*TASK INSTRUCTIONS*
Go to the line in the data below that contains "Draw the outline of every instance of the aircraft". Write it out exactly, along with every later line through the last, and nothing else.

*PROVIDED DATA*
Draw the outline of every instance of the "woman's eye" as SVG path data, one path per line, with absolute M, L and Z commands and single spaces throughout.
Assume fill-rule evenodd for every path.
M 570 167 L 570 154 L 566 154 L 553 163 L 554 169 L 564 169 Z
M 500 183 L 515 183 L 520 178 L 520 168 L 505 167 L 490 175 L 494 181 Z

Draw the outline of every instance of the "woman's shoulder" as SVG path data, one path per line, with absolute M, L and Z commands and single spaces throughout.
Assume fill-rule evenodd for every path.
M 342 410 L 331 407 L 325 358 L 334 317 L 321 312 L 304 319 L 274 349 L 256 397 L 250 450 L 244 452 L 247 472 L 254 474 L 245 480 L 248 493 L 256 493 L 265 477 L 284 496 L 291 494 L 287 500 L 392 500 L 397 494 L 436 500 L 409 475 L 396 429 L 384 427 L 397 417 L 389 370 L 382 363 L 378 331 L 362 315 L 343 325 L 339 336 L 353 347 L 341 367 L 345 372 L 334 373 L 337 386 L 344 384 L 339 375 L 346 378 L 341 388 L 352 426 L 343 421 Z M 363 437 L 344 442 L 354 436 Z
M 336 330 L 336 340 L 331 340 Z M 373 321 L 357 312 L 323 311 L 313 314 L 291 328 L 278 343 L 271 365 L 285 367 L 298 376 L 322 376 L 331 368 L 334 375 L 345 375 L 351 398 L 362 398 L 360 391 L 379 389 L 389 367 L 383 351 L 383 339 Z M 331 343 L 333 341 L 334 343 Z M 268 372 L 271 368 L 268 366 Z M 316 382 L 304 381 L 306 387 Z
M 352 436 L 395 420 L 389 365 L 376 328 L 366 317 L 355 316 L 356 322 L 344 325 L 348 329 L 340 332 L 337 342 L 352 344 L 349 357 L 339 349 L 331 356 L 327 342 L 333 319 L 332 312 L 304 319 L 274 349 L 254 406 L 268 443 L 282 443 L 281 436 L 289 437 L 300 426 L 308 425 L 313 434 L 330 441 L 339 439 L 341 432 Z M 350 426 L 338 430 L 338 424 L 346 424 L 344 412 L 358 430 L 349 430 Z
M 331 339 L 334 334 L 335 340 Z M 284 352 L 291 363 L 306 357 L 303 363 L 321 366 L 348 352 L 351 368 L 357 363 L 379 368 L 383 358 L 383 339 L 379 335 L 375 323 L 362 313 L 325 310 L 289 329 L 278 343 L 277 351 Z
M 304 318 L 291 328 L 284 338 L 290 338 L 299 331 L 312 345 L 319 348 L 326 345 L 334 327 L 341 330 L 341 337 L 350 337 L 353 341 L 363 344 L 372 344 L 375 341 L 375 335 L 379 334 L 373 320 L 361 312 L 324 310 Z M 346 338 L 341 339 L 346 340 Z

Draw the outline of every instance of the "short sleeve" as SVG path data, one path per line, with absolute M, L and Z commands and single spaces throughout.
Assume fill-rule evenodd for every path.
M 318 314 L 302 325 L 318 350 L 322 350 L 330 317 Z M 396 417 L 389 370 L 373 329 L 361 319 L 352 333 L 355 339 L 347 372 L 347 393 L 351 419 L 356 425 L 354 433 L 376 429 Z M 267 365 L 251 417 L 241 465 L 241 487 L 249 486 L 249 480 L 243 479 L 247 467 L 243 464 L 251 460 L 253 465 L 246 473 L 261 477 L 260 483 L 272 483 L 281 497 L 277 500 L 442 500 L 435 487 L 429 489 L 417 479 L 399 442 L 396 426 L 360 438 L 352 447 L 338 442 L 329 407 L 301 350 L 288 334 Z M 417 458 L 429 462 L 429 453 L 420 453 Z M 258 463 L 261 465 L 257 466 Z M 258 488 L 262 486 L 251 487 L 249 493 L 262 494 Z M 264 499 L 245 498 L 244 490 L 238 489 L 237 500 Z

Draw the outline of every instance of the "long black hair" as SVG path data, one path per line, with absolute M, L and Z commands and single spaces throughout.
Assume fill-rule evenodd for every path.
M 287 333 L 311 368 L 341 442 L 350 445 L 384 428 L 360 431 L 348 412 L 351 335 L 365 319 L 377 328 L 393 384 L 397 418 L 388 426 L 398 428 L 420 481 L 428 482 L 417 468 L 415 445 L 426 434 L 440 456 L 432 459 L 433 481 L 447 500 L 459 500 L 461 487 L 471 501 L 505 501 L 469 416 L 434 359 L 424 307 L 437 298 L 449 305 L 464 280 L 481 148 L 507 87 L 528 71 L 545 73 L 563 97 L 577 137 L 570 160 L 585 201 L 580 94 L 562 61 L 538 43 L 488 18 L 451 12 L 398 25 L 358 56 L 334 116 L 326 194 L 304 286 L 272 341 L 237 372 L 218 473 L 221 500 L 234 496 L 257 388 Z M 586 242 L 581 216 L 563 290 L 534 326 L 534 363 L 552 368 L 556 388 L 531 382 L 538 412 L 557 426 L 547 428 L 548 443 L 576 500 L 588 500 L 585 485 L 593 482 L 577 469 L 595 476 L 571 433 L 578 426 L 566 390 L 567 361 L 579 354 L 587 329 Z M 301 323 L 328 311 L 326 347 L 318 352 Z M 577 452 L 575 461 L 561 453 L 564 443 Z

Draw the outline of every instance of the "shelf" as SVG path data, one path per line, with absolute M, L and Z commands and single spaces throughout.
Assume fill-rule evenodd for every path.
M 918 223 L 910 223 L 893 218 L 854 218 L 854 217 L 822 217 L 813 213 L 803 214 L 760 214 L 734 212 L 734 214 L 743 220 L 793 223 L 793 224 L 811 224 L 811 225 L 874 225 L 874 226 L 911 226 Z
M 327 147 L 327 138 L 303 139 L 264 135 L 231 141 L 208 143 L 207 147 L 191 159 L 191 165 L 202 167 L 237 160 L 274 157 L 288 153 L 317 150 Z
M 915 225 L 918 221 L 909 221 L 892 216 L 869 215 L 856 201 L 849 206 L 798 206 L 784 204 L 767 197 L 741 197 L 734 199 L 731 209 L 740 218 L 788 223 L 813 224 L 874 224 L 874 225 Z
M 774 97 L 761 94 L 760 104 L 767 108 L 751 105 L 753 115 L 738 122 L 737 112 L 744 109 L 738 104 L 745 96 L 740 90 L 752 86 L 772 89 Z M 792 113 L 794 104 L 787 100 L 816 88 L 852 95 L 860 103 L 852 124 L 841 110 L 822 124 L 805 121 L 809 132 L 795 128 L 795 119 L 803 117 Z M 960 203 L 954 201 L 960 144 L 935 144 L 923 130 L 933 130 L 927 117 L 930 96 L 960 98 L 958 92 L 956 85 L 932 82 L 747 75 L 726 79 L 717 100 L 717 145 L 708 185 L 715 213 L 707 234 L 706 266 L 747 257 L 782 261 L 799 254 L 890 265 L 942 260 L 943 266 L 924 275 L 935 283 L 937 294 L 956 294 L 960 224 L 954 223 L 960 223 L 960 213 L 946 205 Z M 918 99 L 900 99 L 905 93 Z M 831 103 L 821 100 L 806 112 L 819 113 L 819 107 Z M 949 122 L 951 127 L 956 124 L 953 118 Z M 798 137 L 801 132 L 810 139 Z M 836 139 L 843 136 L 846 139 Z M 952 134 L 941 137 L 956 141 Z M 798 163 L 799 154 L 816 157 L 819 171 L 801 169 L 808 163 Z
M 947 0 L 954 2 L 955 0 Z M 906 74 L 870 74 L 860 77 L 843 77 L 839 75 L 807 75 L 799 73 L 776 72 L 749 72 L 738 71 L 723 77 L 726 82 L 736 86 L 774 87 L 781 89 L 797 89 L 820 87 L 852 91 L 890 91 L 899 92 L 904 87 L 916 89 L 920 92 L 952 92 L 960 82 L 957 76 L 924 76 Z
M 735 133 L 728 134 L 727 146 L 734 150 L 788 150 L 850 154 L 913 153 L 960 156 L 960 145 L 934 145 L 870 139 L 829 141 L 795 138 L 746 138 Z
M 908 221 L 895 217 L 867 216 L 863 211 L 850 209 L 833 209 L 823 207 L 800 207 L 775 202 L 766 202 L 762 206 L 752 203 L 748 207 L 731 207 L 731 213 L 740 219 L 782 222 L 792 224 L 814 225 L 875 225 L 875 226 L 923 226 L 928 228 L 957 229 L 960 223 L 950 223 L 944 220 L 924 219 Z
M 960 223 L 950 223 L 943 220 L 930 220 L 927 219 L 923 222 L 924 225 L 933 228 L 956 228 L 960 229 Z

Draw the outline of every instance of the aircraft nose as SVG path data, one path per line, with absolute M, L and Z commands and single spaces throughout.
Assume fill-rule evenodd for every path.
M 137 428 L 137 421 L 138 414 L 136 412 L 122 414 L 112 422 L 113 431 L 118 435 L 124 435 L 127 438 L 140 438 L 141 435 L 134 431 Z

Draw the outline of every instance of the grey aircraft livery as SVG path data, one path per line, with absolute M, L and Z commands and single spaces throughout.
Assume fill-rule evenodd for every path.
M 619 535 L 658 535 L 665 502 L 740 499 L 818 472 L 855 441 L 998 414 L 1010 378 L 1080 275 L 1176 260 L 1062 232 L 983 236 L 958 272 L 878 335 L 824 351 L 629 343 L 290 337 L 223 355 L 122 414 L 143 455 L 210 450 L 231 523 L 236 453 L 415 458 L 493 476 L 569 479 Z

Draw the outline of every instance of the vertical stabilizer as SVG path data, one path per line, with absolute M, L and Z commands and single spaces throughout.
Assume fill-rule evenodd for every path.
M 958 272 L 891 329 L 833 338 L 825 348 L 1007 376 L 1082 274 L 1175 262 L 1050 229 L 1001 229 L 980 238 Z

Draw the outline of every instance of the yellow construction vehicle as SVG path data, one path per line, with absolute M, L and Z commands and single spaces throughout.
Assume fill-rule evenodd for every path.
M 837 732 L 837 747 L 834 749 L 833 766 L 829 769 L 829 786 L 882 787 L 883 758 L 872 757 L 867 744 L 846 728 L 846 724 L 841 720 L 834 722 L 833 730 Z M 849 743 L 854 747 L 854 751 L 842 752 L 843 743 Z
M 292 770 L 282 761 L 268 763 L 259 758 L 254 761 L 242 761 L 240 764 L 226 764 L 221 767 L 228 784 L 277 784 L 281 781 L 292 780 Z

*ANSWER AREA*
Draw the outline of every instance of the aircraft nose as SVG path data, one path per line, with absolute M, L and Z commands and single spaces throughout.
Assume fill-rule evenodd for every path.
M 137 428 L 137 421 L 138 414 L 136 412 L 122 414 L 112 422 L 113 431 L 118 435 L 124 435 L 127 438 L 140 438 L 141 435 L 134 431 Z

Draw the outline of every instance of the grey aircraft livery as SVG path data, one path per line, with absolute M, L and Z commands and single spaces throughout.
Assume fill-rule evenodd for every path.
M 619 535 L 658 535 L 665 502 L 740 499 L 818 472 L 855 441 L 998 414 L 1010 378 L 1080 275 L 1176 260 L 1062 232 L 983 236 L 958 272 L 878 335 L 824 351 L 629 343 L 290 337 L 223 355 L 122 414 L 143 455 L 210 450 L 231 523 L 236 453 L 415 458 L 493 476 L 569 479 Z

Draw the outline of every instance of the vertical stabilizer as SVG path data, one path per line, with absolute M, L and Z commands and single spaces throughout.
Assume fill-rule evenodd for every path.
M 958 272 L 891 329 L 833 338 L 825 348 L 1007 376 L 1082 274 L 1175 262 L 1050 229 L 1001 229 L 980 238 Z

Draw the outline of every instance of the yellow construction vehicle as SVG path data, one path per line, with absolute M, L and Z commands and single spaces throughout.
Assume fill-rule evenodd for every path.
M 837 732 L 837 747 L 834 749 L 833 766 L 829 769 L 829 786 L 882 787 L 883 758 L 872 757 L 867 744 L 846 728 L 846 724 L 841 720 L 834 722 L 833 730 Z M 849 743 L 854 747 L 854 751 L 842 752 L 843 743 Z
M 292 770 L 282 761 L 268 763 L 259 758 L 254 761 L 242 761 L 240 764 L 226 764 L 221 767 L 228 784 L 277 784 L 281 781 L 292 780 Z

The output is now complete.